[Contour labeling items]
## BEGIN

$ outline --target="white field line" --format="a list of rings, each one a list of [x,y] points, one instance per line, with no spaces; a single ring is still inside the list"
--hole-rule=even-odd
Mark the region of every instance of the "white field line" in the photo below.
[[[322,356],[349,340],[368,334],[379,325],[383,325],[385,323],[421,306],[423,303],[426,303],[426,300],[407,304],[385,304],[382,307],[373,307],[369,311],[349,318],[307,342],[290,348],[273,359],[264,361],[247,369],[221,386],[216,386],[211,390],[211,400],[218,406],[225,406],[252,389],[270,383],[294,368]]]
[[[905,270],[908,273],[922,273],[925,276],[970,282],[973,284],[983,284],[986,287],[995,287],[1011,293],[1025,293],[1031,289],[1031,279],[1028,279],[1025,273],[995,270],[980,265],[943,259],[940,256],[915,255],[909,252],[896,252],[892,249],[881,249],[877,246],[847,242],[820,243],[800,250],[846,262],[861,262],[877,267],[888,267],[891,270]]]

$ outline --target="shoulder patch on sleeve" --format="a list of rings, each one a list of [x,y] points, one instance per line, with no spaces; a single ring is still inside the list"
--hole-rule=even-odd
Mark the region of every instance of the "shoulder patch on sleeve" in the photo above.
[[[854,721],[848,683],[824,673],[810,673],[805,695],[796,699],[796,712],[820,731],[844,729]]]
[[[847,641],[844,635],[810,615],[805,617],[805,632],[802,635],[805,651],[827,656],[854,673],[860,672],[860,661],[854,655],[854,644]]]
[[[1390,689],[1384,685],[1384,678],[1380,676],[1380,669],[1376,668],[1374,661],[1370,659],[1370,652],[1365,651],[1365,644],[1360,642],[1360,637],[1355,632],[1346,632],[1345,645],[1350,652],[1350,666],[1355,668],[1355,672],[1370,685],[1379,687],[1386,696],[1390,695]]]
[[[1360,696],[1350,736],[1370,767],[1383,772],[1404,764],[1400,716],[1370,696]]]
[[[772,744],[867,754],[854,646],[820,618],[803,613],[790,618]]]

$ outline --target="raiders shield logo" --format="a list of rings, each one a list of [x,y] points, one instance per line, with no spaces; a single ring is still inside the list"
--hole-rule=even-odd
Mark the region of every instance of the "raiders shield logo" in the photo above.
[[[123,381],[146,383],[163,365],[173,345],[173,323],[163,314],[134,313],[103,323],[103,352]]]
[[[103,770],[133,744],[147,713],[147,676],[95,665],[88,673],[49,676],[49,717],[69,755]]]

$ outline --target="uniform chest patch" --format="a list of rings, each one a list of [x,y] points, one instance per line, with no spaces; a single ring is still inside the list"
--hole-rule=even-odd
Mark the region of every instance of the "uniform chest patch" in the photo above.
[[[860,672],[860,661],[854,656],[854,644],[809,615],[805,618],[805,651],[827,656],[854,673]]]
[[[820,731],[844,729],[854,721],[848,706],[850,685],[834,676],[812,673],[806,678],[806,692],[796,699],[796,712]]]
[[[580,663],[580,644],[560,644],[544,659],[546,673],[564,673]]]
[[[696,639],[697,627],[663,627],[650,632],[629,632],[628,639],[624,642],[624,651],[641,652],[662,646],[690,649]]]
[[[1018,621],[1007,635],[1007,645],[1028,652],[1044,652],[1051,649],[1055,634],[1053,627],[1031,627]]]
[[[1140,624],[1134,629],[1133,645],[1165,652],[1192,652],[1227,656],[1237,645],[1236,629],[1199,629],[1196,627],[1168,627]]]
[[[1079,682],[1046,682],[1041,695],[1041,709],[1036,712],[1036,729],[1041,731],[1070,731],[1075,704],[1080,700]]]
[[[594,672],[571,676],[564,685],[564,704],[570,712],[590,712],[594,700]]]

## END

== WHAT IS NEEDED ==
Convert the records above into a two-column CSV with the headers "instruction" and "polygons", one row per record. Put each record's full text in the first column and its answer in the second, each as a single quoted field with line breaks replaced by spaces.

== THE RESULT ==
instruction,polygons
"$ outline --target=""white field line"" --format=""a list of rings, each one a list of [x,y] points, one instance per line, with no spaces; a single ring is still inside the list"" --hole-rule=even-odd Mark the region of every instance of the ""white field line"" in the photo below.","[[[322,356],[349,340],[368,334],[379,325],[383,325],[385,323],[421,306],[423,303],[426,303],[426,300],[407,304],[385,304],[382,307],[373,307],[369,311],[349,318],[307,342],[290,348],[273,359],[264,361],[247,369],[221,386],[216,386],[211,390],[211,400],[218,406],[225,406],[252,389],[270,383],[294,368]]] [[[905,270],[908,273],[922,273],[925,276],[970,282],[973,284],[983,284],[986,287],[995,287],[1011,293],[1025,293],[1031,289],[1031,279],[1028,279],[1025,273],[995,270],[980,265],[943,259],[940,256],[915,255],[909,252],[896,252],[892,249],[881,249],[877,246],[847,242],[820,243],[800,250],[846,262],[861,262],[877,267],[888,267],[891,270]]]"
"$ outline --target=""shoulder patch on sleeve"" --format=""a list of rings, each one a list of [x,y] points, one instance per line, with no spaces; a single ring is still inside the list"" --hole-rule=even-odd Mark the region of every instance of the ""shoulder patch on sleeve"" in the photo above.","[[[854,721],[848,683],[824,673],[810,673],[805,695],[796,699],[796,712],[820,731],[844,729]]] [[[847,641],[844,635],[810,615],[805,617],[805,632],[802,635],[805,651],[827,656],[854,673],[860,672],[860,661],[854,655],[854,644]]] [[[1390,689],[1384,685],[1384,678],[1380,676],[1380,669],[1376,668],[1374,661],[1370,659],[1370,652],[1365,651],[1365,644],[1360,642],[1360,637],[1355,632],[1346,632],[1345,645],[1350,652],[1350,666],[1355,668],[1355,672],[1370,685],[1379,687],[1386,696],[1390,695]]] [[[1360,696],[1350,736],[1370,767],[1383,772],[1404,764],[1400,716],[1370,696]]] [[[772,744],[867,754],[854,646],[820,618],[803,613],[790,618]]]"
"$ outline --target=""raiders shield logo"" --format=""a list of rings, each one a list of [x,y] points, one instance per line, with no spaces; a single ring is still inside the list"" --hole-rule=even-odd Mark the region of every instance of the ""raiders shield logo"" in the photo above.","[[[123,381],[146,383],[163,365],[173,345],[173,323],[163,314],[134,313],[103,323],[103,352]]] [[[103,770],[133,744],[147,713],[147,676],[95,665],[88,673],[49,676],[49,717],[69,755]]]"
"$ outline --target=""uniform chest patch"" --format=""a list of rings, each one a list of [x,y] points, one instance per line, with no spaces; a single ring is still inside the list"" --hole-rule=even-odd Mark the region of every instance of the ""uniform chest patch"" in the photo above.","[[[860,672],[860,661],[854,656],[854,644],[809,615],[805,618],[805,651],[827,656],[854,673]]] [[[820,731],[844,729],[854,721],[848,706],[850,685],[834,676],[812,673],[806,678],[806,692],[796,699],[796,712]]] [[[580,663],[580,644],[560,644],[544,659],[546,673],[564,673]]] [[[696,639],[697,627],[663,627],[650,632],[629,632],[628,639],[624,642],[624,651],[641,652],[662,646],[690,649]]] [[[1018,621],[1007,635],[1007,645],[1028,652],[1044,652],[1051,649],[1055,634],[1053,627],[1031,627]]] [[[1140,624],[1134,629],[1133,645],[1165,652],[1192,652],[1227,656],[1237,645],[1236,629],[1199,629],[1196,627],[1168,627]]] [[[1079,682],[1046,682],[1041,695],[1041,709],[1036,712],[1036,729],[1041,731],[1070,731],[1075,704],[1080,700]]] [[[594,672],[571,676],[564,685],[564,704],[570,712],[590,712],[594,700]]]"